# Required actions
[A] In the editorial on the city, take the part that opens with the words containing "For the German" and closes with "the popular imagination.", and write it out again with "rivals" substituted for "contenders".
[B] Resume the editorial on the city, adding text that follows on from its last sentence.

# Reading text
"""

Editorial Statement

Editor: Sumita Chakravarty
2011

With the movement of the world’s population to cities from rural hinterlands (it is estimated that by the year 2030, sixty percent of the world’s population will be urban dwellers), it is small wonder that the city has come to occupy the forefront of critical consciousness today. At once the site of dire prognostications about the coming apocalypse, as witnessed in the cinematic destruction of iconic cities like New York, and the beacon of hope for countless employment seekers across the globe, the city in the twenty-first century is the literal and figurative hub of culture-in-the-making. This issue of Immediacy sets out to explore some of the processes at work in the silent and ceaseless transformation of the city as real and conceptual space. Using various media technologies, the aim of the creators is to provide aural and visual tonalities of spatial activity, to render palpable the hum of the everyday in the metropolis.
For the German cultural critic Walter Benjamin, Paris was the capital of the nineteenth century; for the Palestinian-American Edward Said, New York –“[R]estless, turbulent, unceasingly various, energetic, unsettling, resistant, and absorptive” – was the capital of the twentieth. In the opening decades of the twenty-first century, it is perhaps too early to tell which city will claim this distinction, for there are many contenders (Shanghai? Sao Paolo? Istanbul?), and the century is still young. What will be the dominant narrative of the future city? Suketu Mehta’s brilliantly (if somewhat luridly) portrayed Maximum City: Bombay Lost and Found hints at the scope and power of mega-cities in the popular imagination.

"""

# Raw records
"""

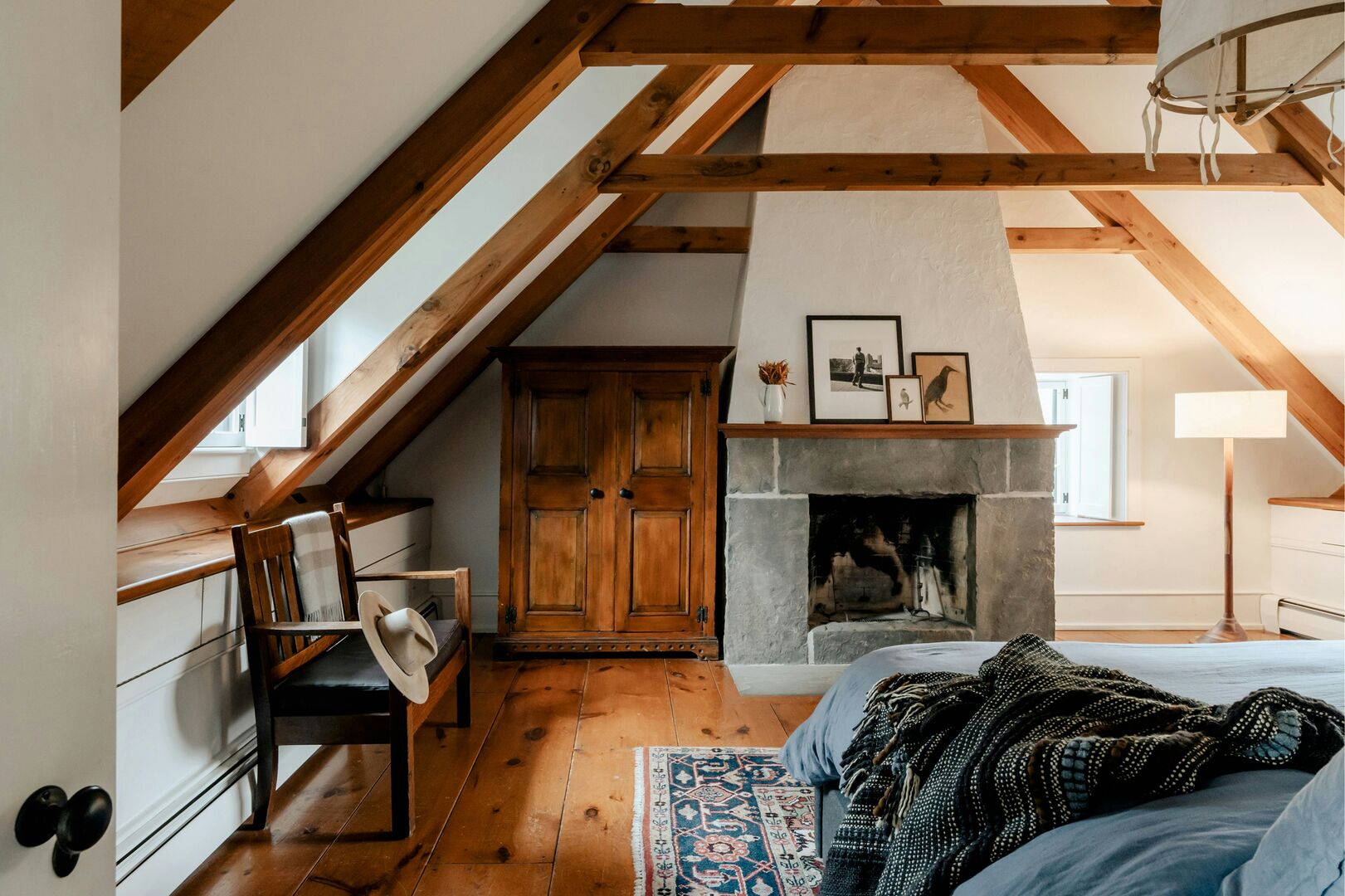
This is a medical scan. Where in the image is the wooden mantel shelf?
[719,424,1074,439]
[1267,495,1345,513]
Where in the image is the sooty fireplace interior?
[808,495,974,630]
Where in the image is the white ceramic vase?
[761,386,784,422]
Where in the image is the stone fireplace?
[724,425,1055,665]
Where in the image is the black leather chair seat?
[270,619,463,716]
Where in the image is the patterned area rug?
[632,747,821,896]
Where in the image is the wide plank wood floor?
[178,630,1275,896]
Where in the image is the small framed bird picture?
[888,377,924,422]
[910,351,975,424]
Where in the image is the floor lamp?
[1176,390,1287,642]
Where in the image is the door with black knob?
[613,372,713,632]
[500,370,613,631]
[496,347,728,656]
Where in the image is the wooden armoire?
[496,347,730,658]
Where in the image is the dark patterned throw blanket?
[821,635,1343,896]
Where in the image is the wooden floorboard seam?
[546,660,593,896]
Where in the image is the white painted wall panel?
[729,66,1041,424]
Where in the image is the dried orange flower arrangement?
[758,361,793,395]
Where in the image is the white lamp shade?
[1176,389,1289,439]
[1155,0,1345,112]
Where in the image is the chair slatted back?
[232,506,357,686]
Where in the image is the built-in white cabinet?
[115,507,431,896]
[1261,504,1345,638]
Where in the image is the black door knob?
[13,784,112,877]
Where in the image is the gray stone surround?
[724,437,1055,665]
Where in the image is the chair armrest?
[251,621,359,638]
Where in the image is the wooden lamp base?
[1196,439,1247,645]
[1194,616,1247,645]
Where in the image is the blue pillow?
[1219,751,1345,896]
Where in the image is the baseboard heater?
[1261,595,1345,640]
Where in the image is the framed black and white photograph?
[888,375,924,422]
[807,314,905,422]
[910,351,975,424]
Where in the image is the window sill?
[1055,517,1144,528]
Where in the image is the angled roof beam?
[958,66,1345,463]
[605,225,1143,252]
[600,152,1321,192]
[327,57,807,498]
[1109,0,1345,236]
[234,2,812,518]
[117,0,640,518]
[604,225,752,254]
[580,4,1158,66]
[121,0,234,109]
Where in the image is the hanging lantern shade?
[1148,0,1345,124]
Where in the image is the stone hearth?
[724,436,1055,665]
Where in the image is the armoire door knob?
[13,784,112,877]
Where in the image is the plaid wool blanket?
[821,635,1343,896]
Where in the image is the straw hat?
[359,591,438,704]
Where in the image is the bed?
[782,640,1345,896]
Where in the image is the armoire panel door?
[509,370,612,631]
[613,372,706,632]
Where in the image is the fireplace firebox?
[808,495,974,628]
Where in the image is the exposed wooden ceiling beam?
[121,0,232,109]
[605,225,1144,252]
[1005,227,1144,256]
[1107,0,1345,236]
[327,58,807,498]
[234,3,812,517]
[958,66,1345,463]
[607,225,752,254]
[602,152,1321,192]
[117,0,637,518]
[580,2,1158,66]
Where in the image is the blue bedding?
[782,642,1345,896]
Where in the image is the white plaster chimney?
[729,66,1041,424]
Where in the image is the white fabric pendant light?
[1144,0,1345,179]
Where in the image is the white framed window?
[1033,358,1142,521]
[141,343,308,506]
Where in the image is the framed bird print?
[807,314,905,424]
[910,351,975,424]
[888,377,924,422]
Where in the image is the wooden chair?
[232,504,472,838]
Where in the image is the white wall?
[729,66,1041,422]
[1005,254,1341,628]
[0,0,121,896]
[387,106,761,631]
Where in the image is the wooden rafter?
[604,225,1144,256]
[117,0,640,517]
[602,152,1321,192]
[121,0,232,109]
[958,66,1345,461]
[234,3,807,517]
[580,4,1158,66]
[605,225,752,254]
[1005,227,1143,256]
[1109,0,1345,236]
[327,60,807,496]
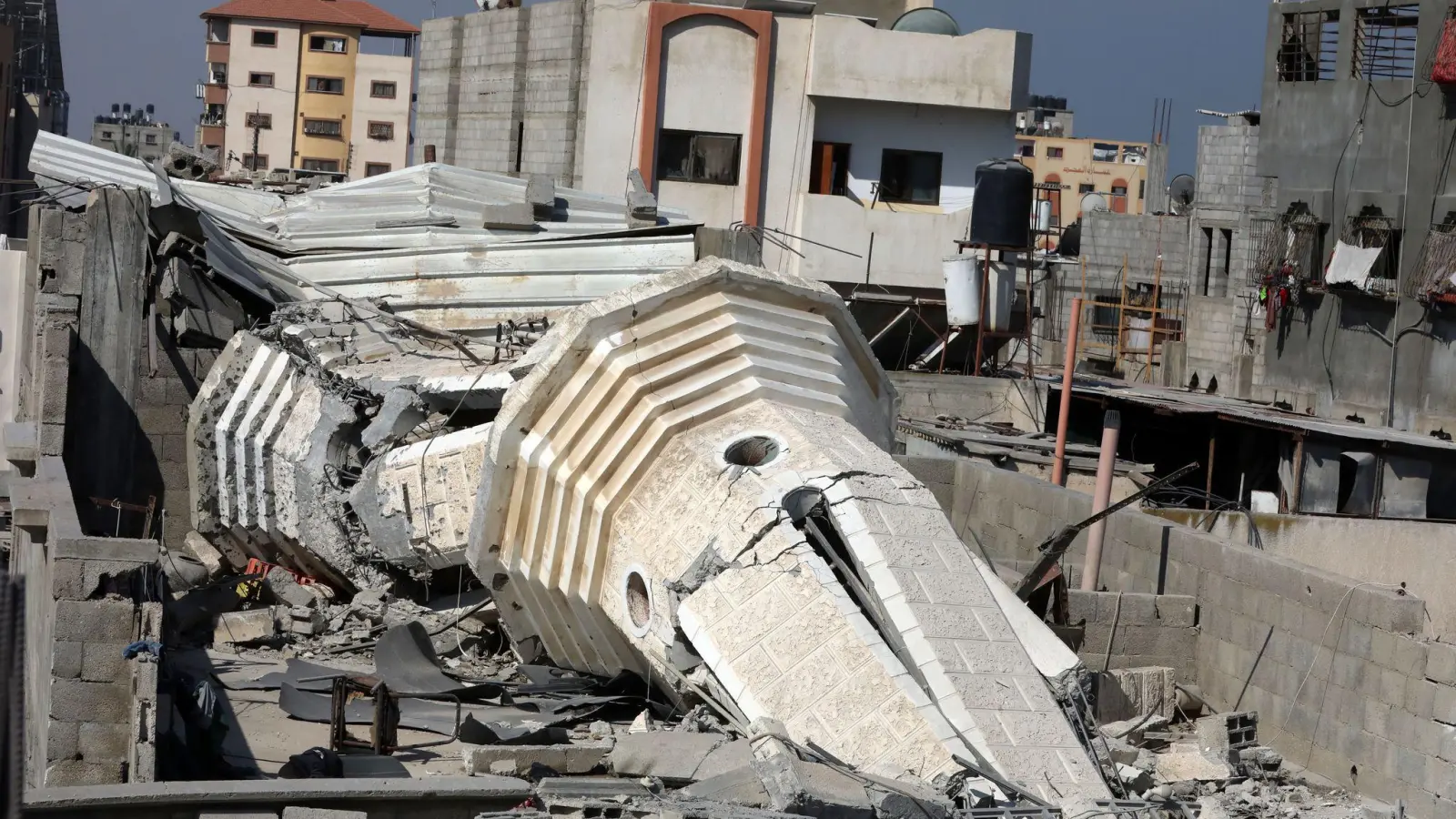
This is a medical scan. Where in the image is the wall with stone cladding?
[932,462,1456,819]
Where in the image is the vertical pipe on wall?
[1051,296,1082,487]
[1082,410,1123,592]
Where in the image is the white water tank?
[941,254,1016,332]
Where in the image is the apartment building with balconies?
[198,0,420,179]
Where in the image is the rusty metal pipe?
[1082,410,1123,592]
[1051,298,1082,487]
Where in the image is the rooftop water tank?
[971,159,1036,249]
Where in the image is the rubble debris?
[1194,711,1259,758]
[461,739,614,777]
[213,608,279,645]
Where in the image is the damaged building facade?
[415,0,1031,291]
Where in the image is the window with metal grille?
[657,130,740,185]
[1354,5,1421,80]
[304,77,344,93]
[303,119,344,137]
[308,35,348,54]
[1279,12,1340,83]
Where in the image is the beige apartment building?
[198,0,420,179]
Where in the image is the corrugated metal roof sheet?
[31,133,697,329]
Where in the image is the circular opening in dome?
[626,571,652,635]
[723,436,781,466]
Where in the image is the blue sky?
[60,0,1269,174]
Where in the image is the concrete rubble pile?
[8,136,1374,819]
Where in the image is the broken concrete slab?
[213,608,279,645]
[607,732,748,783]
[460,741,613,775]
[1155,744,1233,783]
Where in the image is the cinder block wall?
[1067,589,1198,682]
[47,538,162,787]
[949,460,1456,819]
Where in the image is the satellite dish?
[1168,174,1194,216]
[1082,192,1112,213]
[890,5,961,36]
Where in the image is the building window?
[303,119,344,137]
[878,148,942,204]
[304,77,344,93]
[1279,12,1340,83]
[657,130,741,185]
[810,143,849,197]
[1354,5,1421,80]
[308,35,348,54]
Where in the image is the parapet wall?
[907,451,1456,819]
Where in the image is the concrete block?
[460,741,613,775]
[51,679,131,723]
[213,608,278,645]
[78,723,131,763]
[1425,642,1456,685]
[282,804,369,819]
[56,601,136,642]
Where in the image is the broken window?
[879,148,942,206]
[303,119,344,137]
[1279,12,1340,83]
[810,141,849,197]
[304,77,344,93]
[1354,5,1421,80]
[308,35,348,54]
[657,130,740,185]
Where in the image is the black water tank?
[971,159,1036,249]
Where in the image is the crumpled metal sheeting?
[262,163,696,252]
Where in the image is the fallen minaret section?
[187,301,524,591]
[470,259,1108,803]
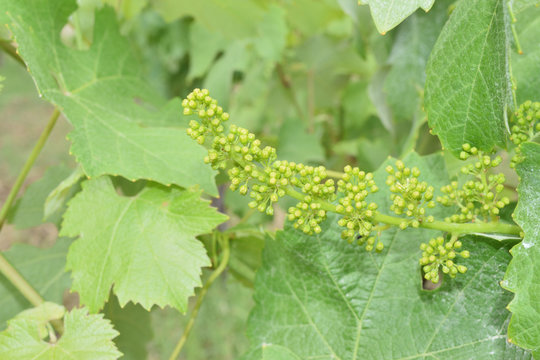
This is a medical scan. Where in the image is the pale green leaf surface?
[361,0,435,34]
[61,177,226,312]
[0,309,121,360]
[502,143,540,357]
[425,0,509,155]
[245,154,530,360]
[0,239,71,329]
[103,296,153,360]
[0,0,217,195]
[8,166,74,229]
[43,166,84,220]
[384,0,453,119]
[512,1,540,105]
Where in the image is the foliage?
[0,0,540,359]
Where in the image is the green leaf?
[0,303,122,360]
[361,0,435,34]
[8,166,74,229]
[0,0,217,195]
[0,239,71,329]
[384,0,453,119]
[61,177,226,312]
[425,0,510,155]
[512,0,540,103]
[103,296,152,360]
[502,143,540,357]
[43,166,84,219]
[246,154,530,360]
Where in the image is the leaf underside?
[425,0,510,155]
[502,143,540,357]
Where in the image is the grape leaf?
[0,303,121,360]
[0,239,71,329]
[0,0,217,195]
[384,0,452,119]
[61,177,226,312]
[8,166,74,229]
[361,0,435,34]
[512,0,540,103]
[244,154,530,360]
[501,143,540,357]
[103,296,152,360]
[425,0,510,155]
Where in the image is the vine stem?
[285,187,521,235]
[0,108,60,230]
[169,237,231,360]
[0,108,63,334]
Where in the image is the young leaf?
[103,296,152,360]
[501,143,540,357]
[0,303,122,360]
[61,177,226,312]
[0,239,71,329]
[360,0,435,34]
[425,0,510,156]
[0,0,217,195]
[245,154,530,360]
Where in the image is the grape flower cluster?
[386,160,435,230]
[182,89,516,282]
[437,144,510,223]
[510,100,540,167]
[420,236,470,283]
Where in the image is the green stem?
[285,187,521,235]
[0,109,60,230]
[0,109,63,334]
[169,237,231,360]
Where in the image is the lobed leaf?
[501,143,540,357]
[361,0,435,34]
[61,177,226,312]
[425,0,510,155]
[0,303,122,360]
[0,238,71,329]
[244,154,530,360]
[0,0,217,195]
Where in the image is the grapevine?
[182,89,521,282]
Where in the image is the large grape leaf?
[103,296,152,360]
[502,143,540,357]
[0,303,121,360]
[61,177,226,312]
[8,166,71,229]
[384,0,453,119]
[512,0,540,103]
[425,0,510,155]
[0,239,71,329]
[360,0,435,34]
[0,0,217,195]
[245,156,530,360]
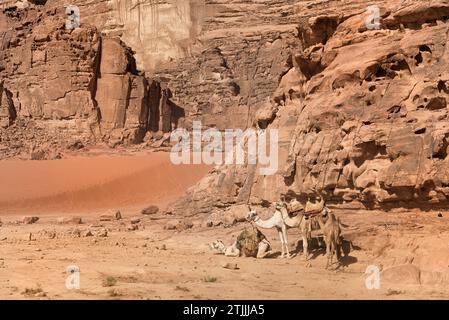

"""

# Task responses
[A]
For the German cultural critic Walter Benjamin, Paris was the capital of the nineteenth century; for the Palestinian-American Edward Said, New York –“[R]estless, turbulent, unceasingly various, energetic, unsettling, resistant, and absorptive” – was the capital of the twentieth. In the opening decades of the twenty-first century, it is perhaps too early to tell which city will claim this distinction, for there are many rivals (Shanghai? Sao Paolo? Istanbul?), and the century is still young. What will be the dominant narrative of the future city? Suketu Mehta’s brilliantly (if somewhat luridly) portrayed Maximum City: Bombay Lost and Found hints at the scope and power of mega-cities in the popular imagination.

[B]
Of course, the city has long provided a challenge to media practitioners in their attempts to document, glorify, or vilify it. It could be said that the medium of photography cut its teeth on different perspectives of city life: in the lonely grandeur of trees or buildings in the art photography of native New Yorker, Alfred Steiglitz; or the daring photojournalistic views of New York’s immigrant neighborhoods in the work of Jacob Riis, to cite but two examples. Then there was the Russian film pioneer Dziga Vertov who helped initiate the long tradition of the ‘city symphony.’ Using the newly-unleashed powers of the kino-eye, Vertov wanted no less than to document his country’s zeitgeist through a minute recording of the industrial city. As Scott MacDonald shows us in his historical account of the city symphony film, a line stretches from Nothing But the Hours (Alberto Cavalcanti, 1926), Berlin: Symphony of a City (Walter Ruttman , 1927) and Man with a Movie Camera (1929), all the way to Spike Lee’s Do the Right Thing (1989). Both documentary and fiction films also developed genres that foregrounded the mean streets of city life: Hollywood crime thrillers of the 1930s and film noir of the 1940s come easily to mind. More recently, nobody has quite captured human alienation and the city as ‘lost’ space more magically than the filmmaker Wong Kar-Wai. In a series of films set in (or around) Hong Kong, he portrays the city’s historical amnesia through a sense of bruising loneliness.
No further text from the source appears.